Stored dataset items:
──────────

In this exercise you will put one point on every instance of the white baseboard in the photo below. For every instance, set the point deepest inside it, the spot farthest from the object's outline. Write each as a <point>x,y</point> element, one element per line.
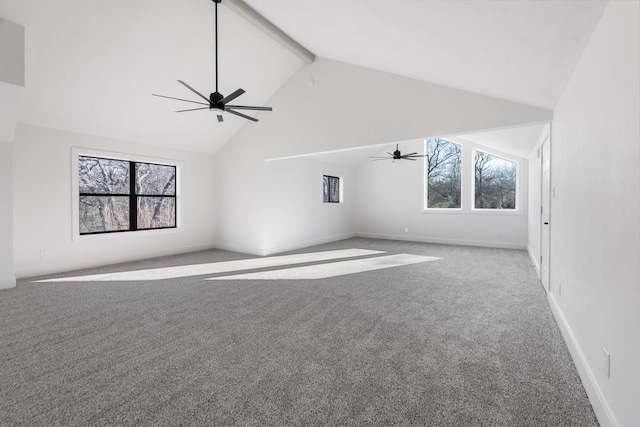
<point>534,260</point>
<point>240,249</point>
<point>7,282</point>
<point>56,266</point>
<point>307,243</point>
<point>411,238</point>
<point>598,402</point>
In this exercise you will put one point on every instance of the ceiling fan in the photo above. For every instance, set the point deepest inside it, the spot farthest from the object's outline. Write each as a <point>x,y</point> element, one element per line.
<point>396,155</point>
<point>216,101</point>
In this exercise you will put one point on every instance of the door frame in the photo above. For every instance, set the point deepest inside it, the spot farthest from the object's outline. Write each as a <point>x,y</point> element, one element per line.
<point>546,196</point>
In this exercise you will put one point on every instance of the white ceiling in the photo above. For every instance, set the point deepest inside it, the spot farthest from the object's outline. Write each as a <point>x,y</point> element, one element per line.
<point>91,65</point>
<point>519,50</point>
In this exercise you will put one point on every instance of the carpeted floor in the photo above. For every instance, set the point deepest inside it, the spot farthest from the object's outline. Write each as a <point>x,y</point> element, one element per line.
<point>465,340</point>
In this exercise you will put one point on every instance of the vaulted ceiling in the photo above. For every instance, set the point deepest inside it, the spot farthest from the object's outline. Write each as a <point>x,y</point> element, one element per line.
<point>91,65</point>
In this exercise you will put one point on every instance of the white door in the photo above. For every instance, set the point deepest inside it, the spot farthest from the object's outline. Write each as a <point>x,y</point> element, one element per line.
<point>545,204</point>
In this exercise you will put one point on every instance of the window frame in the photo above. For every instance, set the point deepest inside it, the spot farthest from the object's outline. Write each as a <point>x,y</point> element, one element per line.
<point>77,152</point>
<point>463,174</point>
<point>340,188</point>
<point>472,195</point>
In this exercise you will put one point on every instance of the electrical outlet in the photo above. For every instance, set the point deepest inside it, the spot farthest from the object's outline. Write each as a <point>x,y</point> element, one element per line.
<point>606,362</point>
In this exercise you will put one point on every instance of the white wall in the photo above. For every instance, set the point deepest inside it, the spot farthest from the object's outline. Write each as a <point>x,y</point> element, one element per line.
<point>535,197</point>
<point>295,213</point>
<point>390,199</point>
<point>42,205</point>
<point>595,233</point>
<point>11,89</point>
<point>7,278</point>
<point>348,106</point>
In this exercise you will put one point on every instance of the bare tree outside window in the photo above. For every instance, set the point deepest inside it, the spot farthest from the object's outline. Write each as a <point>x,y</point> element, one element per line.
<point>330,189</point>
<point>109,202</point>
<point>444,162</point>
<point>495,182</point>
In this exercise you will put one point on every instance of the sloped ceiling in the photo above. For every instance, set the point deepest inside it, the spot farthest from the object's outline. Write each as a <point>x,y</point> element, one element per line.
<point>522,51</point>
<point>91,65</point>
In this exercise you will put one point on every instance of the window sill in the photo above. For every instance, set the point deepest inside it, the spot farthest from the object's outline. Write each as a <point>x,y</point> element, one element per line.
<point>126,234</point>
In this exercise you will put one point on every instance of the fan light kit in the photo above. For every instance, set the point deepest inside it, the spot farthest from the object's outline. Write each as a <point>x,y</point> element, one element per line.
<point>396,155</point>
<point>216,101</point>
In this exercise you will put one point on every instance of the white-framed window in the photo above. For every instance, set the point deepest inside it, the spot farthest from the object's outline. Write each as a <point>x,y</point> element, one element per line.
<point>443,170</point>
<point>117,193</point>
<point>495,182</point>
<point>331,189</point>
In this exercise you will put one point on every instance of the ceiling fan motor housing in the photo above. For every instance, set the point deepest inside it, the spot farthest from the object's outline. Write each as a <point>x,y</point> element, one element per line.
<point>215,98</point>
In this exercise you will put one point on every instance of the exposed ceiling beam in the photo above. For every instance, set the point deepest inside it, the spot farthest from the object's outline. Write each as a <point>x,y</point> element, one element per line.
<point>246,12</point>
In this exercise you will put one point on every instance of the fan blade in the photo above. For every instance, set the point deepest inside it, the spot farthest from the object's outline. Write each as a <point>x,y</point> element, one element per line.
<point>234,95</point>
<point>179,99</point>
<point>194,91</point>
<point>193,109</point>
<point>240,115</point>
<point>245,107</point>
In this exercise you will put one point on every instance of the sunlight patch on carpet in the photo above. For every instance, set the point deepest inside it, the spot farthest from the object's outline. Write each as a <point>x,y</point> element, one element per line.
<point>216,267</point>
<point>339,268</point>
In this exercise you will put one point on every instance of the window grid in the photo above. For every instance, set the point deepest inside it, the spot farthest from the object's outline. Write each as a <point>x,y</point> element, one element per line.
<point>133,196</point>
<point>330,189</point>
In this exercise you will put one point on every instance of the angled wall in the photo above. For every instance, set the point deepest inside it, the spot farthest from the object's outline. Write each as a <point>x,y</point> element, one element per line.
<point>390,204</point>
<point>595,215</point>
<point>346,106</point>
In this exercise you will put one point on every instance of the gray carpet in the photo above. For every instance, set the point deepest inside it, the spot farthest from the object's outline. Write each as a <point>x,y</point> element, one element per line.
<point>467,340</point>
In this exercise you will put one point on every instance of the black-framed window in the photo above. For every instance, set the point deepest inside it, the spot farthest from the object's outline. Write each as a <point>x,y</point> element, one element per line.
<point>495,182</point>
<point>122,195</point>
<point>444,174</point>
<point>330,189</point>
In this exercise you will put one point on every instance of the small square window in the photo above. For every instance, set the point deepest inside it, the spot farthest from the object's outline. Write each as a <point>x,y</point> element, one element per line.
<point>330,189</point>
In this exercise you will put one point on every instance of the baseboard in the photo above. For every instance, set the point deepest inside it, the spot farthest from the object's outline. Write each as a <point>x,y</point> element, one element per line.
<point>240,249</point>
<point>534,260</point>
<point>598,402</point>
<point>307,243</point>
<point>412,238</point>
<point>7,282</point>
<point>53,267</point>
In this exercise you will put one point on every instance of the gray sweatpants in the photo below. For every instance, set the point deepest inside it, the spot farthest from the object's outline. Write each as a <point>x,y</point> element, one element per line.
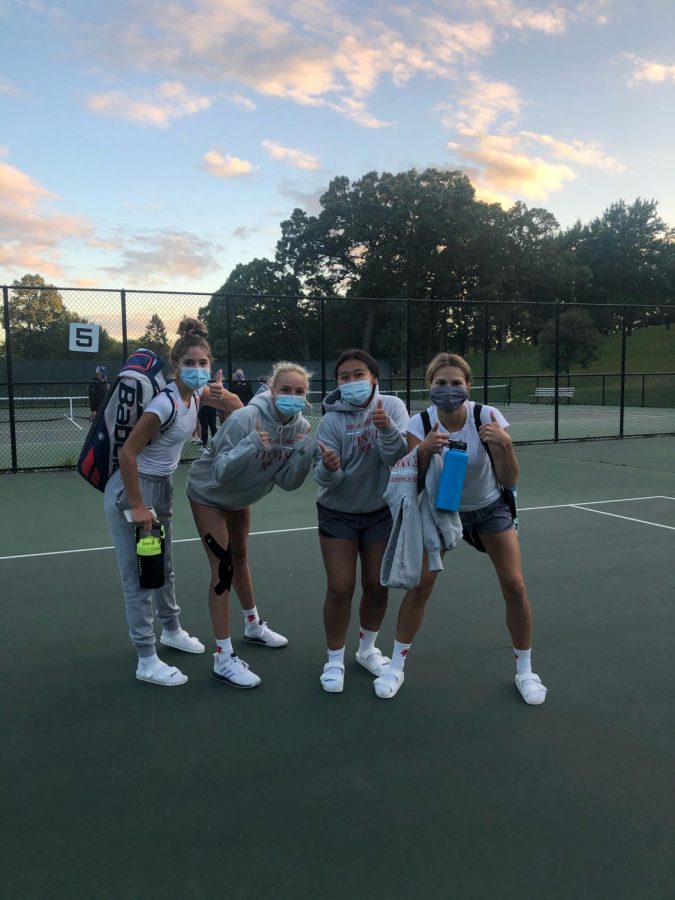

──────────

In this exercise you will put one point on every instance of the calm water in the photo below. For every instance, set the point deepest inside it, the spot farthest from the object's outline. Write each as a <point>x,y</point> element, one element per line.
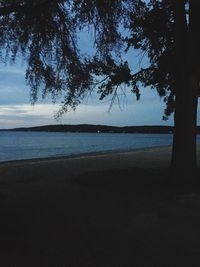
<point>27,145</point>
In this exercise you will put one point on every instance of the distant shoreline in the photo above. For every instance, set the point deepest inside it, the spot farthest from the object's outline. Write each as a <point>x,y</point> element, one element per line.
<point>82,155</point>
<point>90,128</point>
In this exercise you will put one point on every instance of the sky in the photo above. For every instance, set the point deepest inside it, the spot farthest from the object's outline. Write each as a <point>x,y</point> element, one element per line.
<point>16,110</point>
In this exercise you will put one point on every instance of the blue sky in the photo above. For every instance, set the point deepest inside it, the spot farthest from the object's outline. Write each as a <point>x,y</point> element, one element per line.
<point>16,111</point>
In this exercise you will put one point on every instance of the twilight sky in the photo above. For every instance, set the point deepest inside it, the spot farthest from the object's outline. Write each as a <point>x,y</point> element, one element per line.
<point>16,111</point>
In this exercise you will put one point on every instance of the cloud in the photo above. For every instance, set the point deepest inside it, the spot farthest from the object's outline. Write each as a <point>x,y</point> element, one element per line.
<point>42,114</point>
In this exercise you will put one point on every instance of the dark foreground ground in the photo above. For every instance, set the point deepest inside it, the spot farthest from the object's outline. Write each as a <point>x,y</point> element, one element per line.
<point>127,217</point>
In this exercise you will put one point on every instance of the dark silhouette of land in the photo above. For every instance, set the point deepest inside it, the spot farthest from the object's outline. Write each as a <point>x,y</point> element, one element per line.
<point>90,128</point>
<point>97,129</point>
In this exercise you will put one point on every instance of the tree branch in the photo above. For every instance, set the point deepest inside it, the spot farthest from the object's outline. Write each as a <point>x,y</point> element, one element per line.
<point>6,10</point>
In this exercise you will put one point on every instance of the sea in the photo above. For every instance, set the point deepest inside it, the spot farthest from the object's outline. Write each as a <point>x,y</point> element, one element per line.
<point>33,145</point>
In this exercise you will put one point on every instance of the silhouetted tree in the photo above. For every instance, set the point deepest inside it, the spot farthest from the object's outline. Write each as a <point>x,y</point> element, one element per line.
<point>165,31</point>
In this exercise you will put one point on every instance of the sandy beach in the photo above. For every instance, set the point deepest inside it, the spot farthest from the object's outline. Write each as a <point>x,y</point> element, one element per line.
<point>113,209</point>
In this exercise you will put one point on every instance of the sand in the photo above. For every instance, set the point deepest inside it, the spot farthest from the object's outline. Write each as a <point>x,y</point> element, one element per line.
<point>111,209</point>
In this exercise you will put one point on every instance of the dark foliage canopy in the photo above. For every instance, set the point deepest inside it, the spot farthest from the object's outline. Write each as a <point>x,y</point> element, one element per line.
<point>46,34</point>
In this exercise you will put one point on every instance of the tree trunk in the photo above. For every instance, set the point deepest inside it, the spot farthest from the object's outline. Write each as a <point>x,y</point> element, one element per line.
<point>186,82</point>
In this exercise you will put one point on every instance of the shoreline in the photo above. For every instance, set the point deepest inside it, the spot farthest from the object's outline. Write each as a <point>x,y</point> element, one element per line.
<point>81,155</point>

──────────

• _Work instruction_
Please return the lines above that run from the line containing "of the baseboard" to the line containing "the gray sweatpants", inclusive, exactly and with no other lines.

• _Expected answer_
In this exercise you will put one point on every instance of the baseboard in the photo above. For every instance, set the point deepest inside it, the spot farthest from the object's outline. Write each as a <point>x,y</point> element, one element per line.
<point>240,249</point>
<point>534,260</point>
<point>598,402</point>
<point>307,243</point>
<point>412,238</point>
<point>7,282</point>
<point>53,267</point>
In this exercise you will put one point on every instance of the gray sweatpants in the photo below. For every instance, set the point deepest inside it, the spot farthest from the object's outline. Write each as a <point>x,y</point> element, one element per line.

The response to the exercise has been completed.